- [入力データ]

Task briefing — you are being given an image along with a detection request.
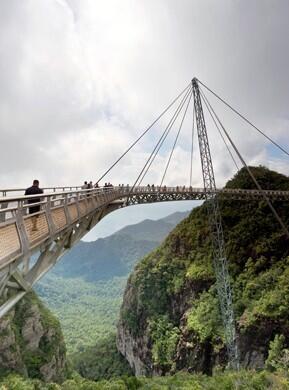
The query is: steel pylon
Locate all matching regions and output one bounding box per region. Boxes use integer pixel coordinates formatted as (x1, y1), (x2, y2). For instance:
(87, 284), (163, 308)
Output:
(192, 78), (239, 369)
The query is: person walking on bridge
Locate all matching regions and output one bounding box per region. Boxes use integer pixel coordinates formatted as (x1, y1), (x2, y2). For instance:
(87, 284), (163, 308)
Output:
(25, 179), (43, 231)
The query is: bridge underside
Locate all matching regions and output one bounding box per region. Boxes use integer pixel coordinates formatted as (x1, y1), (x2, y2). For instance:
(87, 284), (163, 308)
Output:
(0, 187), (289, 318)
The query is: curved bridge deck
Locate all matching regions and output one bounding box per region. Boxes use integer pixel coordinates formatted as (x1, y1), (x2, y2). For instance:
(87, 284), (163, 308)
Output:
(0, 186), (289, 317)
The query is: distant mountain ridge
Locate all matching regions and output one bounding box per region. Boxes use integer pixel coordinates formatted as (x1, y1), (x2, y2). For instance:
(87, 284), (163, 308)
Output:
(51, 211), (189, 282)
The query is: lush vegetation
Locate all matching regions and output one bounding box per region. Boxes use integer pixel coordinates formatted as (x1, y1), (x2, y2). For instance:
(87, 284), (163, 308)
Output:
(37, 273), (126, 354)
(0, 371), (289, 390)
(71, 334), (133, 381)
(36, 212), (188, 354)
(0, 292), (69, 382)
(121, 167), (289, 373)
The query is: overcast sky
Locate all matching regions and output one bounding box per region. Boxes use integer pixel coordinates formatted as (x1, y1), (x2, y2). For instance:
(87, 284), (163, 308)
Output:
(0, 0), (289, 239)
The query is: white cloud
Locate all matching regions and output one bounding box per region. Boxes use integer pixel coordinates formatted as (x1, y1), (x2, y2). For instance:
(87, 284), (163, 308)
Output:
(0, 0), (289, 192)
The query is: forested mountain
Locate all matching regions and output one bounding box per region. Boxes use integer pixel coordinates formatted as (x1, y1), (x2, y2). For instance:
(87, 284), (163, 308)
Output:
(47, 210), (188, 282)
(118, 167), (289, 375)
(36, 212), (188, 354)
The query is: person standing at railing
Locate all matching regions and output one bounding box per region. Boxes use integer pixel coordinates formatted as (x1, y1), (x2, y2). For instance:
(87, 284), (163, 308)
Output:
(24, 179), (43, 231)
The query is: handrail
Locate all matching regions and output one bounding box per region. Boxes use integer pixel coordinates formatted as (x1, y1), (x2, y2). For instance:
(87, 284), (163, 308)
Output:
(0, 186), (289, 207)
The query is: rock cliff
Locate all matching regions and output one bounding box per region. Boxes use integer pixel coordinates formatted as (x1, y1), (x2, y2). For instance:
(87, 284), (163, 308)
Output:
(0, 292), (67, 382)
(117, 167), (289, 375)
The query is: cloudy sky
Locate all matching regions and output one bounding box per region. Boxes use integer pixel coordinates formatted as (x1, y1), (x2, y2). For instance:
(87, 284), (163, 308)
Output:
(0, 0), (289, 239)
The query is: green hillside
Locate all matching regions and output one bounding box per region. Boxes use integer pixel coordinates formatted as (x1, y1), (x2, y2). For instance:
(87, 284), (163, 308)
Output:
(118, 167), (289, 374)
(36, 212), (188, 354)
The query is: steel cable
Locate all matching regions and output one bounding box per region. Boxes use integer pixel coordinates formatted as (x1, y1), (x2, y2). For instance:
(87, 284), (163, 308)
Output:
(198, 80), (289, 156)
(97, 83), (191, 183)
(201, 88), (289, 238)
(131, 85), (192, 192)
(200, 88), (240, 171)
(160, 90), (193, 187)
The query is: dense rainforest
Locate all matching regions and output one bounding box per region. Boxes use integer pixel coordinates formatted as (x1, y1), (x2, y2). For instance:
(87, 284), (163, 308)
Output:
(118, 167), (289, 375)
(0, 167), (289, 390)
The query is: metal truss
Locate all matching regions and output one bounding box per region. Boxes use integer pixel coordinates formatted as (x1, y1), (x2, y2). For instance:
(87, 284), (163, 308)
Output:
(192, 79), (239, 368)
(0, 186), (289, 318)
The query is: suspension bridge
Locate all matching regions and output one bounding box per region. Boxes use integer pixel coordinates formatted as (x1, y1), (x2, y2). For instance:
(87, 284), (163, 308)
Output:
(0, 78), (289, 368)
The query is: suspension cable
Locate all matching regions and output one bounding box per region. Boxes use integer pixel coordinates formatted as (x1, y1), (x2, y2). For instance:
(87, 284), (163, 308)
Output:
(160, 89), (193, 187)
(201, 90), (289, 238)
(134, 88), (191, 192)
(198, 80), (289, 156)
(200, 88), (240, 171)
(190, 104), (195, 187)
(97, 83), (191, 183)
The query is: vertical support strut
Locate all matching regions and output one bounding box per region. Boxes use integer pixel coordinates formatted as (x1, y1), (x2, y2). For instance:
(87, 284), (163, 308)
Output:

- [課題] 上記の記録をすべて、一字一句違えずに繰り返してください。ただし、画像は解答に含めないでください。

- [解答]
Task briefing — you are being given an image along with a detection request.
The query is: steel pylon
Locate all matching regions and output one bounding box per region. Boxes use integer pixel coordinates formatted as (x1, y1), (x2, y2). For instance:
(87, 284), (163, 308)
Output:
(192, 78), (239, 369)
The query is: person walking on bridge
Locate all matching regions and output one bounding box per region. Boxes use integer pixel coordinates formatted as (x1, y1), (x2, y2). For instance:
(87, 284), (163, 308)
Output:
(25, 179), (43, 231)
The query is: bridge underside
Locate all matching regions and output one bounding box per region. Boxes use integer pixel coordinates formatted as (x1, y1), (x2, y2). For instance:
(87, 284), (163, 308)
Output:
(0, 187), (289, 318)
The query is: curved bridge deck
Locate all matching regions and output one bounding box per region. Boxes use integer pixel coordinates formatted as (x1, y1), (x2, y2). For instance:
(87, 284), (163, 308)
Output:
(0, 186), (289, 317)
The query is: distant mountain ridge
Locate all matching regions and output one bounding box per region. Boxes use integer pixel coordinates formatted as (x1, y1), (x2, y2). For instance:
(87, 284), (163, 308)
Output:
(51, 211), (189, 282)
The query is: lush vegetation
Locate all matching regions and output one bounding box per region. Boxes use integer pixel coordinates formatted as (x1, y1), (x2, y2). For instance:
(87, 284), (163, 308)
Output:
(37, 273), (126, 354)
(0, 371), (289, 390)
(71, 334), (133, 381)
(36, 212), (188, 354)
(0, 292), (69, 382)
(121, 167), (289, 373)
The query is: overcast sky
Locate all matching regions and output one bounding box per region. Boxes use integer pixel coordinates formatted as (x1, y1), (x2, y2). For instance:
(87, 284), (163, 308)
Output:
(0, 0), (289, 239)
The query is: white cloud
Locate all matching regions and output one bounding box per region. Boxes use integer pixel coordinates formatted as (x1, y1), (x2, y2). For instance:
(87, 284), (163, 308)
Output:
(0, 0), (289, 192)
The query is: forested mountain
Locate all matching regions and output one bounding box per region. Boxes use integer pixel coordinates formatted as (x1, y1), (x2, y2). For instance:
(87, 284), (163, 308)
Output:
(47, 210), (188, 282)
(118, 167), (289, 375)
(36, 212), (188, 354)
The query is: person standing at railing
Locate all matching regions and output one bounding box per region. Boxes use integer pixel coordinates formatted as (x1, y1), (x2, y2). For instance:
(87, 284), (163, 308)
Output:
(24, 179), (43, 231)
The query is: handrail
Locate all matching regions and output one bounding box per region. Boxes use integer pixel coordinates formatted as (x1, y1), (x2, y2). For instance:
(87, 284), (163, 308)
Output:
(0, 186), (289, 207)
The query is: rock cliff
Locate all matching regions and output one bounding box per region. Boxes use integer pixel coordinates formatted as (x1, y1), (x2, y2). For instance:
(87, 284), (163, 308)
Output:
(0, 292), (67, 382)
(117, 167), (289, 375)
The query is: cloudy sky
Locate all matching regions and output one bounding box per region. Boxes use integer pixel coordinates formatted as (x1, y1), (x2, y2). For instance:
(87, 284), (163, 308)
Output:
(0, 0), (289, 239)
The query is: green hillside
Locate all matching regions and output one bounding box per region. Boxes use integer pixel coordinates formatted as (x1, y1), (x2, y2). For instance:
(87, 284), (163, 308)
Output:
(118, 167), (289, 374)
(36, 212), (188, 354)
The query is: steel cable
Locate all matching regions and output one bounding box per region. Boxes use integer pixel coordinates formatted as (x1, y1), (x2, y2). For instance:
(87, 284), (163, 308)
Output:
(198, 80), (289, 156)
(97, 83), (191, 183)
(201, 88), (289, 238)
(131, 85), (192, 192)
(200, 88), (240, 171)
(160, 90), (193, 187)
The query is: dense rainforest
Locate all matching regions and output one bounding box per region. Boxes use integer pixel coordinates formatted as (x1, y1), (x2, y2). For instance:
(87, 284), (163, 308)
Output:
(118, 167), (289, 375)
(0, 167), (289, 390)
The query is: metal truss
Locate all matching regions and output one bounding box per region. Boxes use integer pixel coordinates formatted as (x1, y1), (x2, y2). For instance:
(87, 284), (163, 308)
Output:
(192, 79), (239, 368)
(0, 186), (289, 318)
The query is: suspension bridge
Locate all matching regions and output one bounding box per region. Boxes use integer pixel coordinates formatted as (x1, y1), (x2, y2). For instance:
(87, 284), (163, 308)
Output:
(0, 78), (289, 368)
The query is: suspension cable
Locate all matching regions and output one bounding box per region. Boxes use integer pixel coordinates formatted as (x1, y1), (x2, y2). For instance:
(87, 284), (163, 308)
Output:
(160, 89), (193, 187)
(201, 90), (289, 238)
(134, 88), (191, 192)
(198, 80), (289, 156)
(200, 88), (240, 171)
(190, 104), (195, 187)
(97, 83), (191, 183)
The query is: vertical support strut
Locate all matching regions and output one bounding box per region. Boxes use integer pixel coordinates formatted as (x1, y1), (x2, y2). For instance:
(87, 284), (163, 308)
Output:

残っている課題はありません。